_Try it_.
The entries are to be written out again with no differences.

Dataset entries
§ §

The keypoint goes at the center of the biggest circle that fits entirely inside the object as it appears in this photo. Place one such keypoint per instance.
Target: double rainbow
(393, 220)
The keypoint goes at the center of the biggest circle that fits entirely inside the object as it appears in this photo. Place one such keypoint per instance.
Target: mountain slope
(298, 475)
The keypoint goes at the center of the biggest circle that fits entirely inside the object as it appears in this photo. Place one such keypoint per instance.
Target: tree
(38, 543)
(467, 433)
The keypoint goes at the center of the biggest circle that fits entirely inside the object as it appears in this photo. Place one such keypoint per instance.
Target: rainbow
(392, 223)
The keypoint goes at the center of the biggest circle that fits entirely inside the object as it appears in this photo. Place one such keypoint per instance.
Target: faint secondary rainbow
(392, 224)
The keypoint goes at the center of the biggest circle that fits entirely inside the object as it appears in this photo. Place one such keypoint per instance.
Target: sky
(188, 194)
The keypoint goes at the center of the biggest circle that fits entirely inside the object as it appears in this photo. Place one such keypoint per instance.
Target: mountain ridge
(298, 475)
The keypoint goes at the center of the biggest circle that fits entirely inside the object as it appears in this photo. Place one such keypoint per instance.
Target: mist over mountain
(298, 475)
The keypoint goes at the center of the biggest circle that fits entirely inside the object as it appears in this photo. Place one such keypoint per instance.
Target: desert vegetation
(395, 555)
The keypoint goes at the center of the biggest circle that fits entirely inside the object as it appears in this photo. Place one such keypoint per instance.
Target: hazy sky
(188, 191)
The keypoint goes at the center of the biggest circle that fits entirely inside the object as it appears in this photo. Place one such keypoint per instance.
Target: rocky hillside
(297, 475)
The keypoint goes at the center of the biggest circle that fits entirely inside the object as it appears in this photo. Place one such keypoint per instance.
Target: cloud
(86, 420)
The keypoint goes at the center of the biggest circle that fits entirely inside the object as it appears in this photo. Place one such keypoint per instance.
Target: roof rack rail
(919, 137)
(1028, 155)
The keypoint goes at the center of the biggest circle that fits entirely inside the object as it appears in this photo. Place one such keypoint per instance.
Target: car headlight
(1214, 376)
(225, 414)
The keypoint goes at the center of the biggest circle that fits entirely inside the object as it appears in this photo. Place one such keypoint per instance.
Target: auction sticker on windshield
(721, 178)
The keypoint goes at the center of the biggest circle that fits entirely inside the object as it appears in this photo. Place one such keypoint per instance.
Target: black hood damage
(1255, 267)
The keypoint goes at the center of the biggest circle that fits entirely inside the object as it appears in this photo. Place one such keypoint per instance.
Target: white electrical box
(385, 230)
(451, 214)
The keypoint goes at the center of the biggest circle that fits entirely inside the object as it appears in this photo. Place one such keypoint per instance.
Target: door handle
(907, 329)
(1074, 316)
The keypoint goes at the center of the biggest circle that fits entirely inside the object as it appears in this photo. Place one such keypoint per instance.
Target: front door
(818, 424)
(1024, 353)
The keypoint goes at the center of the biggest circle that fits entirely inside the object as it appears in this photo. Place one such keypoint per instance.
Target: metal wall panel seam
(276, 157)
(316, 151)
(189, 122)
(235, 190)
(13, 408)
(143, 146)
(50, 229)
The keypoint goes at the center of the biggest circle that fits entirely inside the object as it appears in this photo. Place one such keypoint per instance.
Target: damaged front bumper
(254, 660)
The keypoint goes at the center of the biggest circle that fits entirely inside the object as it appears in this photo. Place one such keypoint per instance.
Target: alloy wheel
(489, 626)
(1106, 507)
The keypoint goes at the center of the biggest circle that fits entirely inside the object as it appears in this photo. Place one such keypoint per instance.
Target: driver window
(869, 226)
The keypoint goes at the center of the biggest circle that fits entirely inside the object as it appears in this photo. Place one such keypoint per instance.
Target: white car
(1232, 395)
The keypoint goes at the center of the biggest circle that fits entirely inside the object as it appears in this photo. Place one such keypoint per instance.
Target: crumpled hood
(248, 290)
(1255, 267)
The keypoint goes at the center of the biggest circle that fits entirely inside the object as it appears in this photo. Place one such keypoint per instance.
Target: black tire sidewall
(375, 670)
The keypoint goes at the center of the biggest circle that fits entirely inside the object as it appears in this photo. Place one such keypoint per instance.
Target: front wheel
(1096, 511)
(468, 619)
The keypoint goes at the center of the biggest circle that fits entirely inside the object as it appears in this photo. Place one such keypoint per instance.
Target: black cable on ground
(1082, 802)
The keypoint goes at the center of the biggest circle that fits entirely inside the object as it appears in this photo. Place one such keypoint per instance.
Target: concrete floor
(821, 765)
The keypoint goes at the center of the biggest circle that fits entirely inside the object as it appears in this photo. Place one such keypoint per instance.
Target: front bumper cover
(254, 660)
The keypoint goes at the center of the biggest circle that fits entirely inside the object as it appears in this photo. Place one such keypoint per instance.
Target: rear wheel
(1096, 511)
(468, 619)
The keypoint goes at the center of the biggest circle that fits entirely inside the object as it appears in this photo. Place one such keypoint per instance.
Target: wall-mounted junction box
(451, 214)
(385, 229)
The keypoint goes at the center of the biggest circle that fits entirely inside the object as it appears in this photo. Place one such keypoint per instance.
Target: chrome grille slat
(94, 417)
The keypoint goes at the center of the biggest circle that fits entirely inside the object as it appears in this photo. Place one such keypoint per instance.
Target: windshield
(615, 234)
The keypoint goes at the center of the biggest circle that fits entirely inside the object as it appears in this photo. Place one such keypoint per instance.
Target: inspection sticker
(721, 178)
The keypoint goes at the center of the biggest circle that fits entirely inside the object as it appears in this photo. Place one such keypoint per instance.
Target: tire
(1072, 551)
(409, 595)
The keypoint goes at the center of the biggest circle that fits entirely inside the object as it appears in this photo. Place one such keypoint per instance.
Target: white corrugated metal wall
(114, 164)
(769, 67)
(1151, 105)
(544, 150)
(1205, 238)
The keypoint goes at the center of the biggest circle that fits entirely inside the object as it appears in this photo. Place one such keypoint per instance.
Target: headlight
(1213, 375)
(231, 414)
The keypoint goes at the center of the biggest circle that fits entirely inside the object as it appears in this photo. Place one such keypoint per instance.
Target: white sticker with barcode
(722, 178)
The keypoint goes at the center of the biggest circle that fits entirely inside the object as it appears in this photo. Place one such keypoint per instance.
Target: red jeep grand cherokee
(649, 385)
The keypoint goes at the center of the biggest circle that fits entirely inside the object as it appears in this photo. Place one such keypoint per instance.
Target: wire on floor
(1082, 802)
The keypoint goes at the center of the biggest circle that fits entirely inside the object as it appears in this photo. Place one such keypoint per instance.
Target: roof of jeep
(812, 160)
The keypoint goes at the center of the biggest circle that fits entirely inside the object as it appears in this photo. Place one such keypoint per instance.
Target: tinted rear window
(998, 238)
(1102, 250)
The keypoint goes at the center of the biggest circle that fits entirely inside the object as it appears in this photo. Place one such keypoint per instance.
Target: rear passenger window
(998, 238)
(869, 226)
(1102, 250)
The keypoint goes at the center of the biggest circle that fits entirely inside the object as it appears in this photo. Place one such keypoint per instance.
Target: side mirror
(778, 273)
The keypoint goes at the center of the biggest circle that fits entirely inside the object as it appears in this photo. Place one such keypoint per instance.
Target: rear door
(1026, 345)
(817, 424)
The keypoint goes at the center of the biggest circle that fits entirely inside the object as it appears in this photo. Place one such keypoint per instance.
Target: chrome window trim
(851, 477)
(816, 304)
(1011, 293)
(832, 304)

§ §

_Answer box_.
The keypoint goes at the center of the biggest circle that fits entirely inside the object as it appears in this photo. Place one such keypoint per instance.
Target: double rainbow
(393, 220)
The keypoint goes at the center of the biggest circle that fits entirely inside the object as it appears in this photo. Place one such keypoint per instance.
Target: mountain slope
(298, 475)
The keypoint goes at the center of the biggest circle that fits entirely inside the object as it appears in this photo. Place one such keypoint per instance.
Target: tree
(38, 543)
(467, 433)
The keypoint goes at the center of the biggest circle that fits entirely inside the object as it appears in this photo. Place one such keypoint per instance.
Target: rainbow
(392, 223)
The keypoint goes at the center of the biggest circle that fits entirely inside the object as it appears in this photo. Place one such keypoint per instance.
Target: faint secondary rainbow
(392, 224)
The keypoint goes at the center of the biggest circle that fits entirely inside the object as it appears in this photo. Place one such keypoint per instance.
Target: sky
(188, 194)
The keypoint goes at the center of the biggest circle that fits entirely inside the object as it appears in this photo. Place one such keypoint per instance.
Target: mountain ridge
(298, 475)
The keypoint goes at the center of the biggest circle that fits entirely inside the object as it appears in this photo. Place one such keypoint per instance.
Target: mist over mountain
(298, 475)
The keypoint goes at the center of the biggest circle that fits entirely inside the object as it appears in this photo. Place one such keypoint per instance.
Target: desert vegetation
(395, 555)
The keypoint goes at the center of the biggest circle that fits entirely inside the object as it appears in this photo. Place one such keypoint per instance.
Target: hazy sky
(188, 191)
The keypoint goes at the center of the biggest circle that fits entirely inside the object as it appears in this photo. Place one such keypoint per instance.
Target: rocky hillside
(297, 475)
The keypoint goes at the center of the biggest circle that fits entirely inside the object as it appears in this photo. Place one such keypoint per instance.
Target: cloud
(86, 420)
The keypoint goes at the center of the biggest circle that fits entirely inside the object as it appears in this photo. Place one such keypoint per instance.
Target: roof rack rail
(919, 137)
(1028, 155)
The keypoint goes at the center of the biggest circle that fits entirely inside the object as it appears in this photo. Place one such keypoint per instance.
Target: car headlight
(1214, 376)
(225, 414)
The keypoint goes at the center of the biggest circle that fits entirely inside the object as it appears in this photo. Place one such keypoint per instance.
Target: auction sticker on windshield
(721, 178)
The keypoint goes at the center of the biggest circle that fits entirely inside the object as it appears in this photo. Place one such keypoint per instance.
Target: black hood damage
(1255, 267)
The keypoint goes at the center of the biggest circle that fits entirely inside the object as it appears in this photo. Place one such keypoint per instance.
Target: white electrical box
(385, 230)
(451, 214)
The keypoint goes at the center of the biggest circle that fits entirely inside the object as it appears in this photo. Place one such keypoint per instance.
Target: door handle
(907, 329)
(1074, 316)
The keypoint goes at the center of the biggest circle that fits entirely inside the object as it appears in this photo. Place one such keypoint per instance.
Target: front door
(818, 424)
(1024, 353)
The keypoint goes at the center of the biggest circle that fits entirely inside the object as it appears in this photo. Place one such keypoint per instance.
Target: metal wall panel seam
(276, 157)
(316, 151)
(189, 122)
(235, 190)
(13, 408)
(143, 146)
(50, 229)
The keypoint goes at the center of the biggest circle that fits entirely inside the object as it appears in this photo. Place one such keypoint per instance.
Target: damaged front bumper
(254, 660)
The keypoint goes at the center of the biggest circle that fits entirely inside the object as it appears in this photo. Place one such keypoint per instance.
Target: alloy wheel
(489, 626)
(1106, 507)
The keypoint goes at the center of the biggest circle that fits entirely inside the object as it appears in this photo. Place one such keypoint per instance.
Target: driver window
(869, 226)
The keypoint goes at the center of the biggest circle that fits entirely inside the object as it appears in this photo. Place one such keypoint per instance.
Target: white car
(1232, 395)
The keypoint goes at the center of the biggest circle that fits entirely inside the object as it appears in this photo. Place one such keypoint per instance.
Target: crumpled hood
(248, 290)
(1255, 267)
The keypoint goes at the center of the biggest circle that fits entirely inside the object as it appears in this photo. Place one such keypoint per instance.
Target: black tire sidewall
(375, 670)
The keypoint goes at the center of the biggest circle that fits entirely inside the object as it appears in this photo. Place one such keypoint per instance.
Target: front wheel
(1096, 511)
(468, 619)
The keypoint goes at the center of the biggest circle that fits entirely inside the object as it appears in this photo. Place one such keypoint per instance.
Target: black cable on ground
(1082, 802)
The keypoint goes at the center of the biggest circle that fits entirely inside the object as it appears in this photo. Place one such keypoint per instance.
Target: concrete floor
(821, 765)
The keypoint goes at the center of the biggest circle that fits entirely inside the object as it appears in this photo. Place one such keypoint per instance.
Target: front bumper cover
(254, 660)
The keypoint goes at the center of the biggest circle that fits entirely inside the object as it appears in this photo. Place one such keypoint per instance.
Target: rear wheel
(1096, 511)
(468, 619)
The keypoint goes at the center of the biggest circle that fits entirely inside the object as it appears in this photo. Place one such keypoint per instance.
Target: wall-mounted junction box
(451, 214)
(385, 229)
The keypoint goes at the center of the biggest circle that fits entirely inside the object as it appears in this photo. Place one such keypoint per instance.
Target: chrome grille slat
(94, 417)
The keypoint goes at the center of the biggest circle that fits entirely inside the object as it appears in this photo. Place one such keypoint per instance.
Target: windshield
(615, 234)
The keypoint goes at the center of the biggest circle that fits entirely inside the object as it appears in this photo. Place one such keypoint per instance.
Target: inspection sticker
(721, 178)
The keypoint goes at the center of the biggest circle that fits entirely inside the object as it appears in this photo. Place one such keypoint per instance.
Target: tire
(1072, 551)
(409, 595)
The keypoint goes at the center of the biggest circle that fits entirely inside the object as it appears in this photo. Place one such keypoint per instance.
Target: white corrugated metal wall
(114, 164)
(769, 67)
(1151, 105)
(544, 150)
(1205, 238)
The keypoint goes at the center of the biggest circle that fits entirely inside the object as it appears in this photo. Place one such keypoint per instance.
Target: headlight
(1213, 375)
(231, 414)
The keypoint goes at the center of the biggest circle that fits entirely inside the object as it appears in this photo. Place one such keypoint per instance.
Target: white sticker with barcode
(722, 178)
The keypoint goes at the center of the biggest circle that fits entirely inside the object as it appears in this photo. Place one such keypoint per instance.
Target: red jeep grand cherokee
(649, 385)
The keypoint goes at the center of the biggest circle that fits entirely inside the object as it appears in this photo. Place one such keypoint per instance.
Target: wire on floor
(1082, 802)
The keypoint goes at the center of the biggest circle that fits entirely inside the object as it appears in this photo. Place one such keypoint per instance.
Target: roof of jeep
(812, 160)
The keypoint goes at the center of the biggest circle that fits entirely inside the object as it appears in this photo. Place one such keypoint per instance.
Target: tinted rear window
(998, 238)
(1102, 250)
The keypoint goes at the center of the biggest circle that fits entirely inside the object as it appears in this photo. Place one such keypoint per instance.
Target: rear passenger window
(998, 238)
(869, 226)
(1102, 250)
The keypoint goes at the center of the biggest circle that fits entirely inside the object as it appears in this photo. Place one such keypoint per instance.
Target: side mirror
(778, 273)
The keypoint goes at the center of the biggest circle that fits entirely inside the object as it appears in this photo. Place one such keypoint per instance.
Target: rear door
(1026, 345)
(817, 424)
The keypoint goes at the center of the biggest circle that fits entirely inside the object as it appears in this photo. Place one such keypoint per instance.
Target: chrome window trim
(851, 477)
(816, 304)
(1011, 293)
(832, 304)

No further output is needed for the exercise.